__What is needed__
Will you quote only the lines starting at the one that contains "the person in" and ending with the last line of the listing below, inclusive?

__Information shown__
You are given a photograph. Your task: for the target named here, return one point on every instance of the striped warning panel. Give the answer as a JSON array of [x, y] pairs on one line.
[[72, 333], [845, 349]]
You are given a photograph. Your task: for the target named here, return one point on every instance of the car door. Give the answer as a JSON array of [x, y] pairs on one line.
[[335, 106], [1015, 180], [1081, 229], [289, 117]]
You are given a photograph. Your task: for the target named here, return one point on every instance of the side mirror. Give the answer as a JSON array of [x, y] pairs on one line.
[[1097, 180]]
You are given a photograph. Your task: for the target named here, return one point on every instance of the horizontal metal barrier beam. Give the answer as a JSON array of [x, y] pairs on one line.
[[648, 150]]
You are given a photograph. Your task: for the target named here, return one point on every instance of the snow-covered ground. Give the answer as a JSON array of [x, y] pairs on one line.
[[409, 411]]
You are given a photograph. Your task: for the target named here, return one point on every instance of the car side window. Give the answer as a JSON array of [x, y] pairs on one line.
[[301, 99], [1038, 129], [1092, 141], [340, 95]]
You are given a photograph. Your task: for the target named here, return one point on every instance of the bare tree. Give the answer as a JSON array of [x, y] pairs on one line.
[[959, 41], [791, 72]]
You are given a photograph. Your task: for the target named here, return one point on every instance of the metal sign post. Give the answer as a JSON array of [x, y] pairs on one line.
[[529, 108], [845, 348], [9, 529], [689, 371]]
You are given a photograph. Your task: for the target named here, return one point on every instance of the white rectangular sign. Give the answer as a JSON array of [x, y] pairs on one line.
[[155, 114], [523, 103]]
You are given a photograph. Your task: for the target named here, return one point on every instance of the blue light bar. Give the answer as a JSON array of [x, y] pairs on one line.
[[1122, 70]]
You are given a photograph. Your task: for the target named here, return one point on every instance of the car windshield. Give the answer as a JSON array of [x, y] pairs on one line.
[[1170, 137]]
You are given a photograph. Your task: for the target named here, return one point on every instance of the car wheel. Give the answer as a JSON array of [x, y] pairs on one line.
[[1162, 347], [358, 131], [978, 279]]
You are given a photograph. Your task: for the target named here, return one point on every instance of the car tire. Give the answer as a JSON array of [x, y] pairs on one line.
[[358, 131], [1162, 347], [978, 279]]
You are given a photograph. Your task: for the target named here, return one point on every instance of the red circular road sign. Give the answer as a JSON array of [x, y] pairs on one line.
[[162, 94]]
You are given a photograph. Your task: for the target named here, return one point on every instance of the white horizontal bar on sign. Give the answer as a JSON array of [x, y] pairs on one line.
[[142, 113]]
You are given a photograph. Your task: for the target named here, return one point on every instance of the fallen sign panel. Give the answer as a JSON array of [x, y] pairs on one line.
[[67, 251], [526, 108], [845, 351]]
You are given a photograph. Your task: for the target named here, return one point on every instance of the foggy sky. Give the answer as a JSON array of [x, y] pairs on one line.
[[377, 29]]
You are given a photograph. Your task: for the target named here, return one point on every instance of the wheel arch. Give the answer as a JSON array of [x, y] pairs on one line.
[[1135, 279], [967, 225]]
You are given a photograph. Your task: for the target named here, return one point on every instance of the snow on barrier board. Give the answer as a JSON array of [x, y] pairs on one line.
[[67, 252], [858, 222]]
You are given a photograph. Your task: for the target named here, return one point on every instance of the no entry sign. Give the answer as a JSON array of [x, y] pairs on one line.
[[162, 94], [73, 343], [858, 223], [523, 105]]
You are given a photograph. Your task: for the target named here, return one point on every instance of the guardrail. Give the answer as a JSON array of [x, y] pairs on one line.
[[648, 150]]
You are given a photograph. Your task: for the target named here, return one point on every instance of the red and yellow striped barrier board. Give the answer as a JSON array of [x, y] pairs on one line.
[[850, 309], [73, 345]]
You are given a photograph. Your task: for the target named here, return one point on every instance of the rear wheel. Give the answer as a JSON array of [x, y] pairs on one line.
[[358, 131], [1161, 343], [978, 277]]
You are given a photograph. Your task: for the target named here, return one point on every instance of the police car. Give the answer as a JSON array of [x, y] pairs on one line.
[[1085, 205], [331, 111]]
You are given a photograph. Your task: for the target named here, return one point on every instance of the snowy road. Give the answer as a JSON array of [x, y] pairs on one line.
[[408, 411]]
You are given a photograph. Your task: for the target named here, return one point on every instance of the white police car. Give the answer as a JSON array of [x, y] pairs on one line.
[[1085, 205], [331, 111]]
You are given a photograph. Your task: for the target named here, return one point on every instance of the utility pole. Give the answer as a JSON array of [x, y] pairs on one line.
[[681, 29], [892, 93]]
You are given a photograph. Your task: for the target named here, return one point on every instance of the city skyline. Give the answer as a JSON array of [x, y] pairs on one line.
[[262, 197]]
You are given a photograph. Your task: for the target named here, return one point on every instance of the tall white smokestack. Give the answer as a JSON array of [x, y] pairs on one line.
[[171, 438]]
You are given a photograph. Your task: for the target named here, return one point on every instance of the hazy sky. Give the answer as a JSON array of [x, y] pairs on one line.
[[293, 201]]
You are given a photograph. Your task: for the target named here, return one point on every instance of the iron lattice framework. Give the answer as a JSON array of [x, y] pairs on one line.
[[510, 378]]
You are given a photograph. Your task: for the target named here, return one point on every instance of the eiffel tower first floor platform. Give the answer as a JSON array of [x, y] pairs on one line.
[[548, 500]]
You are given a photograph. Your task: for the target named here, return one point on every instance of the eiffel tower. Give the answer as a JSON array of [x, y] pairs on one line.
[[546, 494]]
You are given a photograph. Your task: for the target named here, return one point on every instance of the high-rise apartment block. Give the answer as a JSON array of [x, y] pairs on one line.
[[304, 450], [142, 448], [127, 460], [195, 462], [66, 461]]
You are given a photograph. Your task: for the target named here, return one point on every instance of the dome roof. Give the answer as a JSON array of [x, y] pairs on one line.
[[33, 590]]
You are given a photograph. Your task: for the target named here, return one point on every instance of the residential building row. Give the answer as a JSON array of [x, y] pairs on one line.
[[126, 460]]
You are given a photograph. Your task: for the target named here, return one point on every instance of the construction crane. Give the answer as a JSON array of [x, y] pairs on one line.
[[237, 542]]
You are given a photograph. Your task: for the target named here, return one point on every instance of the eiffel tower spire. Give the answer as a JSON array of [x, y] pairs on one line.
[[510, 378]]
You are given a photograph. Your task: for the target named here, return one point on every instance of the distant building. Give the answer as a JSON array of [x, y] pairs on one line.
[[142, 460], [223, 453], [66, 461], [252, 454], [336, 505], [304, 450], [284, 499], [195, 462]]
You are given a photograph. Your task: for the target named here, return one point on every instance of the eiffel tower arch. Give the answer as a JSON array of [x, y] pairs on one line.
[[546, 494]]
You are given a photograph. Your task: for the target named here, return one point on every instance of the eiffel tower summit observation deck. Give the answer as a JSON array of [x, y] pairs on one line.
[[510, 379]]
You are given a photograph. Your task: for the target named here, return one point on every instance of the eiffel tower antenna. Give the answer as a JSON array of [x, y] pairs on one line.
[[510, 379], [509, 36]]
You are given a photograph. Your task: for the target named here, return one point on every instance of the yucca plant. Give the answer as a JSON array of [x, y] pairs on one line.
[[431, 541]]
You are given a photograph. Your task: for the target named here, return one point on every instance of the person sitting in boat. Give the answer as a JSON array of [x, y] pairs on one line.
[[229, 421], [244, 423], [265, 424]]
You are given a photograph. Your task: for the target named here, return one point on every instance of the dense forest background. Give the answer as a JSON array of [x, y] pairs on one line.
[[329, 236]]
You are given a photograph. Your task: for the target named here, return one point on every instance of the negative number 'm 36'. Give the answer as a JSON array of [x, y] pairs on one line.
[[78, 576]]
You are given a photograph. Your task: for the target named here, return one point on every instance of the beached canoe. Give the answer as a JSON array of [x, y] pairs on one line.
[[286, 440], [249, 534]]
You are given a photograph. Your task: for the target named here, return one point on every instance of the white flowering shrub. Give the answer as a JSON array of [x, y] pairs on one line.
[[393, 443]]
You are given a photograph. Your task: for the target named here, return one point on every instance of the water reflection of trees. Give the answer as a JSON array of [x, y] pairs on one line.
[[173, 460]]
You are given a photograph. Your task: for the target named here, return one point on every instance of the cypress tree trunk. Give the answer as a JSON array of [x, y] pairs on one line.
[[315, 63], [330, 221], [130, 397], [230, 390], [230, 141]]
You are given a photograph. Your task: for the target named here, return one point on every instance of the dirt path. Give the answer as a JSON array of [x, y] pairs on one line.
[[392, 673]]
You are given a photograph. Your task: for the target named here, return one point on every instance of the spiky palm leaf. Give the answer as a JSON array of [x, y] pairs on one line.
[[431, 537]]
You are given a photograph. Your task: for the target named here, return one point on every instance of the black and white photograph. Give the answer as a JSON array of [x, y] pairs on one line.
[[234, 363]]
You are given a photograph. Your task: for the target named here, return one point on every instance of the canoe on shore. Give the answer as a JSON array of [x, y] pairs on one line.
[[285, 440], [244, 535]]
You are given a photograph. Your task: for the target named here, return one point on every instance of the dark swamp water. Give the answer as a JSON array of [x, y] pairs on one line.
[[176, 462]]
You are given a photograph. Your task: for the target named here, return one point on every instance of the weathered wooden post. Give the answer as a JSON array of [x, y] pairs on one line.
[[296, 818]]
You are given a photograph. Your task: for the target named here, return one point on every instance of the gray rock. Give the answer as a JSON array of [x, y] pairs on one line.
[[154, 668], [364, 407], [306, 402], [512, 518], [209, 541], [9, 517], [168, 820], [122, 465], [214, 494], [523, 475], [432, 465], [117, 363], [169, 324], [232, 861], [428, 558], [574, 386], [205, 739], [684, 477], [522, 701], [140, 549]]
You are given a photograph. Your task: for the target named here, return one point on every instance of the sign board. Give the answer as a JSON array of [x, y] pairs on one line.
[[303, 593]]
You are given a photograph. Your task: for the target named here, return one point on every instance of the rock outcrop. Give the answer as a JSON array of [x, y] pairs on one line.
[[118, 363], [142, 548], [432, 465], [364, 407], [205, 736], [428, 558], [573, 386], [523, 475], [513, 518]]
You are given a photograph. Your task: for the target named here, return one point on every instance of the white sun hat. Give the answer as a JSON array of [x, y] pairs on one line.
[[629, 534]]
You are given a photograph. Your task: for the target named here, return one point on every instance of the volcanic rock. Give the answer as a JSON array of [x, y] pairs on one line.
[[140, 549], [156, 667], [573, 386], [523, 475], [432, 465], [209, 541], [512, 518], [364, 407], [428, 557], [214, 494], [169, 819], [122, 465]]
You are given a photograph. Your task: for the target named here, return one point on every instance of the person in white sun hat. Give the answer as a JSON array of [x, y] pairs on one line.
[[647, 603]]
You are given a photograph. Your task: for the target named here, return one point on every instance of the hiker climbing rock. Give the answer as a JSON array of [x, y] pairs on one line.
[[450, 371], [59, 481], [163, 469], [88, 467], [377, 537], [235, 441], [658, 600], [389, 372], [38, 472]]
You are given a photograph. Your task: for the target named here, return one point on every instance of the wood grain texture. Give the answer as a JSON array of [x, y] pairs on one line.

__Full output__
You are given a photograph. Your task: for the target named here, return one point on every instance of the person in white sun hat. Give the answer as a JSON array of [x, y] pairs on one line.
[[647, 603]]
You are given a photograph. Your task: for the target named here, return one point on every instance of the hiker climbing rock. Give the answer as a JSON array of [x, y] pairs on one line.
[[450, 371], [59, 481], [163, 469], [88, 467], [377, 537], [235, 441], [658, 600], [389, 372], [38, 472]]
You are given a photograph. Your task: for the target named here, return one point on every instance of the wood grain texture. Give the answer as a JSON array of [x, y] pairs on one line.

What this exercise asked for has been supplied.